Michael Muckian, Contributing writer

Director Baz Luhrmann set his film Romeo + Juliet in modern-day, gang-ridden Verona. Ian McKellen created a memorable Richard III as a 1930s-era mustachioed fascist dictator. And even the 1956 sci-fi potboiler Forbidden Planet is considered an interplanetary retelling of The Tempest.

But no one ever recast anything by William Shakespeare in 19th-century Hawaii at a time when the Hawaiian monarchy ended and the islands’ occupation by the United States began. At least, until now.

The University of Wisconsin-Madison’s Department of Theatre and Drama/University Theater is staging Shakespeare’s comedy Twelfth Night as if it were part of Hawaiian history, with palm trees, Hawaiian royalty, hula dancers and all.

Credit director David Furumoto for the innovative approach, although the UW theater professor did not have to reach very far for inspiration. The Honolulu native — who earned his BA and MFA from the University of Hawaii and who specializes in Asian theater and dance — blended Shakespeare’s gender-bending comedy of mistaken identities with his own understanding of Hawaiian history and culture.

It is a combination, Furumoto says, that works very well.

“This is not a Hawaiian adaptation,” Furumoto says. “It is still Shakespeare’s play put into a Hawaiian setting. There is actually a wonderful adaptation by James Grant Benton called Twelfth Night or Whateva written in Hawaiian ‘pidgin English,’ but I was worried that Madison audiences might have trouble understanding it.”

Shakespeare’s comedy doesn’t lose anything when set in historic Hawaii, Furumoto says. In fact, the adaptation should provide audience members with a few lessons of its own.

“I was struck by how much of the play lent itself to a period of Hawaiian history that I feel much of America does not know anything about,” Furumoto says. “With the current (political) climate I also thought it was important to use this opportunity to raise peoples’ awareness of this history.”

Hawaii’s history

The Hawaiian Islands was a monarchy under the Kamehameha Dynasty when the U.S government recognized the country’s independence in 1846. But the interest — and greed — of sugar plantation owners and heirs of the Christian missionaries who came to the islands decades earlier found Hawaii’s monarchy inconvenient to their own economic growth.

Political machinations occurred and unrest began brewing between the native population and American interlopers. In 1893, a coup d’etat led by Lorrin Thurston, the grandson of missionaries and supported both by American politicians and an invasion force of U.S. Marines, overthrew the rule of Queen Lili’uokalani, who was put under house arrest in Iolani Palace, now a popular Honolulu tourist destination.

● **Entries**
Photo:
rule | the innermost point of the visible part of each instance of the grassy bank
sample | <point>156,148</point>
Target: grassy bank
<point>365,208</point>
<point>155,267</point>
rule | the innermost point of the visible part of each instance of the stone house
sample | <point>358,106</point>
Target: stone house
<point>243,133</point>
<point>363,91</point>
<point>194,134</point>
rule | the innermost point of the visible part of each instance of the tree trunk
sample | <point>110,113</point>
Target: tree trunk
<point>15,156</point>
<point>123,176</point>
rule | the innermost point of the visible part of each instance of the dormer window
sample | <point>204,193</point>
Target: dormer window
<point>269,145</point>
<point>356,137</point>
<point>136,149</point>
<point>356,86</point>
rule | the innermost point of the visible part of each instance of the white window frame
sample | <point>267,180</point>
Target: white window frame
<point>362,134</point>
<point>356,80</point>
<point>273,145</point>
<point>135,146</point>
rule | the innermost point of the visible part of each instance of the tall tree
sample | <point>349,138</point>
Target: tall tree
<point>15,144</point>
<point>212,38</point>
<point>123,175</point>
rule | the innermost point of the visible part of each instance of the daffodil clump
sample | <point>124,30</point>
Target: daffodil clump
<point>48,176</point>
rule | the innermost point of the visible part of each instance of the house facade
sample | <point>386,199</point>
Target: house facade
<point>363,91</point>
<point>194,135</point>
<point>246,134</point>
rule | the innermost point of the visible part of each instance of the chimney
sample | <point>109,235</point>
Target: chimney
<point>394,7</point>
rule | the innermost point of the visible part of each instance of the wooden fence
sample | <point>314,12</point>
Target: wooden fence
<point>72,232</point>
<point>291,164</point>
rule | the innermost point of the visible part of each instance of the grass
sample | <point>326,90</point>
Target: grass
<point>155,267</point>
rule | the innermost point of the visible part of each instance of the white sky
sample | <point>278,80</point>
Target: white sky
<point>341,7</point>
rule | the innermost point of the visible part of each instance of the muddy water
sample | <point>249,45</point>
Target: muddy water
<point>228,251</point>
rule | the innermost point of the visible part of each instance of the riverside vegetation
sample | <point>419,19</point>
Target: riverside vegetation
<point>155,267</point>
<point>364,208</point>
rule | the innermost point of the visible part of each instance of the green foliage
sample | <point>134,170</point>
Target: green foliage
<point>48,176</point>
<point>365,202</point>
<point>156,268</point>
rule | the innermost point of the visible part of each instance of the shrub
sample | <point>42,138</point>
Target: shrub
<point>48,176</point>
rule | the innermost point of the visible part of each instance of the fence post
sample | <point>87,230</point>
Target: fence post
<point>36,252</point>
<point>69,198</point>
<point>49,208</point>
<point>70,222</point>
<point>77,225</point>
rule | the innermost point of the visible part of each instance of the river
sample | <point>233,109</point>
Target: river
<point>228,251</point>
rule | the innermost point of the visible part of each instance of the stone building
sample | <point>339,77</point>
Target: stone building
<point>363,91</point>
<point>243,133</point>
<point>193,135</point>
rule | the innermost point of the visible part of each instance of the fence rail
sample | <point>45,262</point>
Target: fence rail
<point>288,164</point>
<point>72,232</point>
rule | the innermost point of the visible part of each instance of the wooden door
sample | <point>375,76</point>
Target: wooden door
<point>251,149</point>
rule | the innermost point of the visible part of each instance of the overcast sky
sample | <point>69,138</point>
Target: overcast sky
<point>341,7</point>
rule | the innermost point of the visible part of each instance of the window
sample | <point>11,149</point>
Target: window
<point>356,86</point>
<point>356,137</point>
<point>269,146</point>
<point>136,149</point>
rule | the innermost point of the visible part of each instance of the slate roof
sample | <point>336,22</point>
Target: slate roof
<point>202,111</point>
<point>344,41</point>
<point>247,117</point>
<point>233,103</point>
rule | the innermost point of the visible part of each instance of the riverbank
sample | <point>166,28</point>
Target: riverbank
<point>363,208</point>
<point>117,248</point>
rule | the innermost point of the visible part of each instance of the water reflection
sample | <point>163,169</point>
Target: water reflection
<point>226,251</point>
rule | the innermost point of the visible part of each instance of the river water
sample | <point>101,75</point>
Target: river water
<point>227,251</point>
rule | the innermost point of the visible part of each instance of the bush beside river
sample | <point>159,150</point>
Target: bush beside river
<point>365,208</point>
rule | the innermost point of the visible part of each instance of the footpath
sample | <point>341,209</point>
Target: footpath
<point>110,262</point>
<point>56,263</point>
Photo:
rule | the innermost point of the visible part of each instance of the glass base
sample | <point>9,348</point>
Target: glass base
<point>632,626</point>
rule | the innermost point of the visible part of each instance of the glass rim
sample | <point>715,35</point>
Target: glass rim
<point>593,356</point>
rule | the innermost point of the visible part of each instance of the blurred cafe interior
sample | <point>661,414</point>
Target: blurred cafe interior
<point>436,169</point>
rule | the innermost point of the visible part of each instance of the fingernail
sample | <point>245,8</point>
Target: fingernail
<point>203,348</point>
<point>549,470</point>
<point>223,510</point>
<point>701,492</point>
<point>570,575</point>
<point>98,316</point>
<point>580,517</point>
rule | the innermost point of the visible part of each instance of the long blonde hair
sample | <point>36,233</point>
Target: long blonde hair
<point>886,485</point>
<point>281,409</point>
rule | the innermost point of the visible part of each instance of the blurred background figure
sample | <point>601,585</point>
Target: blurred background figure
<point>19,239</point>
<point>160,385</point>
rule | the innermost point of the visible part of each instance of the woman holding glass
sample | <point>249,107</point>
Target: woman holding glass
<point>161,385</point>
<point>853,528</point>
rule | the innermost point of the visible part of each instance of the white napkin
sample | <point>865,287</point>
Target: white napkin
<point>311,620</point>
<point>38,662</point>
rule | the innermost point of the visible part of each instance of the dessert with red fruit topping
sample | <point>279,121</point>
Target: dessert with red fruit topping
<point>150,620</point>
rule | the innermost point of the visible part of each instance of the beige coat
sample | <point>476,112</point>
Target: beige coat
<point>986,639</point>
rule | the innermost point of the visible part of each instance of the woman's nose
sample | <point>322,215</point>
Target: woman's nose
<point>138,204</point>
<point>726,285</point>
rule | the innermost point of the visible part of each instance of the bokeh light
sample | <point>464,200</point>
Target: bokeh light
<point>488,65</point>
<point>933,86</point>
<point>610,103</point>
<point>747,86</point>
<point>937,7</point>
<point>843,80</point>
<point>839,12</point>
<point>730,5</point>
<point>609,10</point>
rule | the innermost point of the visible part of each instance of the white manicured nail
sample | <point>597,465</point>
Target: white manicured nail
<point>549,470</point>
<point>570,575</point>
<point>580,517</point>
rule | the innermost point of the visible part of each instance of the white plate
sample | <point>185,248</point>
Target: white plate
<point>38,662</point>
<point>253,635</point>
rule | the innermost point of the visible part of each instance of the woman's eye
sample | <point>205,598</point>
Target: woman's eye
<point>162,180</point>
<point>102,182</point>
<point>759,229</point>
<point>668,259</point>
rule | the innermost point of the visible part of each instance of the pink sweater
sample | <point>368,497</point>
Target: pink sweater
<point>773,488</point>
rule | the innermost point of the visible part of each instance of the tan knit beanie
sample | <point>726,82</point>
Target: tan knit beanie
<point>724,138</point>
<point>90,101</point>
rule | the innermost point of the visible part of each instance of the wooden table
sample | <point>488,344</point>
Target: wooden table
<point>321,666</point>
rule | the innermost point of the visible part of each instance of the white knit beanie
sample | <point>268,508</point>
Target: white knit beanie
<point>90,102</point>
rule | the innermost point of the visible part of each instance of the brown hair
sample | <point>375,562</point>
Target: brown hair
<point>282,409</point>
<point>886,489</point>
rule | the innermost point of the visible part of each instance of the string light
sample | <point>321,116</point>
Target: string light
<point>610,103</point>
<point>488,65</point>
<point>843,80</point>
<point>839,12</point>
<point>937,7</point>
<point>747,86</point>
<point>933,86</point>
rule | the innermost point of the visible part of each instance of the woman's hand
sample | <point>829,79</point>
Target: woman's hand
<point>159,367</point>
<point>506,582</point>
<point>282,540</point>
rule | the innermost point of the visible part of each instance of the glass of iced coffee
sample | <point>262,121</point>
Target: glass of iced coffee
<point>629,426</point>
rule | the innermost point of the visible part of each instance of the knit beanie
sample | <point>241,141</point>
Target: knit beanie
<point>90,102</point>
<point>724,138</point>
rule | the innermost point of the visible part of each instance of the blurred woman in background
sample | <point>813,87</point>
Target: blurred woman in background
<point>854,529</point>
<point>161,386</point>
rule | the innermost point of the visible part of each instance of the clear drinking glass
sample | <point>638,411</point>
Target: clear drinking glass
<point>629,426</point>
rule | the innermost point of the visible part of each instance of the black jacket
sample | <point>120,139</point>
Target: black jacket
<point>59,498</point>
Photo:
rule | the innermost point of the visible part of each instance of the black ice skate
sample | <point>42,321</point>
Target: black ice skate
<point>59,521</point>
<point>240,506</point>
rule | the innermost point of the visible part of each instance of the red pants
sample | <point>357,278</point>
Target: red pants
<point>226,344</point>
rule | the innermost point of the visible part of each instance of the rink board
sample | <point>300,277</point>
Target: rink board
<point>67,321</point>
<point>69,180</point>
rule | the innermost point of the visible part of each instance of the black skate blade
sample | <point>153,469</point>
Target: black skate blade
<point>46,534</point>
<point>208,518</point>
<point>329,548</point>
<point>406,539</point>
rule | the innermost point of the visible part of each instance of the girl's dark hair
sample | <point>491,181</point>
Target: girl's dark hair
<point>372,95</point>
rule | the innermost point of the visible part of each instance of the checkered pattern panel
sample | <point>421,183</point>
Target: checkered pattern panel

● **Prompt 1**
Name every person the Twelfth Night article mentions by name, including the writer in its byline.
● **Prompt 2**
Proceed with the article on the Hawaiian Twelfth Night, starting after its final sentence.
The listing has no connection to the article about the Hawaiian staging of Twelfth Night.

● **Expected answer 1**
Michael Muckian, Baz Luhrmann, Ian McKellen, William Shakespeare, David Furumoto, James Grant Benton, Lorrin Thurston, Queen Lili'uokalani

● **Expected answer 2**
Lili’uokalani, also a musician and songwriter, used her time in confinement to compose and transcribe her songs. Her most famous composition — the familiar “Aloha ‘Oe, (Farewell to Thee)” originally written as a lover’s goodbye — came to be regarded as a lament for the loss of her country.

With the monarchy overthrown, the islands briefly became the Republic of Hawaii. In 1898, it was annexed as a territory of the United States.

Cue the Bard

Furumoto’s version of Twelfth Night is set in the days before the coup.

“The characters of Orsino and Olivia are members of Hawaiian royalty in this version,” Furumoto explains. “At this time there was a division among the royals between those interested in the introduction of Western culture and those who wanted to hold on to the old traditions.”

In the end, and in the wake of the coup, it didn’t really matter which point of view may have been valid. Everything changed with the fall of the monarchy, Furumoto says.

“There is a saying in Hawaii that the missionaries came to do good and their children did well,” he explains. “The descendants of those first missionary families became major players in Hawaii’s economy, creating huge sugar and pineapple plantations that made them very wealthy.”

The plantations called for many laborers, which drew an influx of immigrants from China, Japan, Portugal, Puerto Rico, the Philippines and other countries — a fact that led Furumoto to choose a multicultural cast to reflect the many nationalities found in the islands.

“The influence of the missionaries is portrayed by the character of Malvolio, who became a steward in Olivia’s household,” Furumoto says. “The New England missionaries took a dim view of the Hawaiians’ love of dance, music and feasting. The hula had to go underground and was almost stamped out by the missionary powers.”

Fortunately, the hula is alive and well in this production.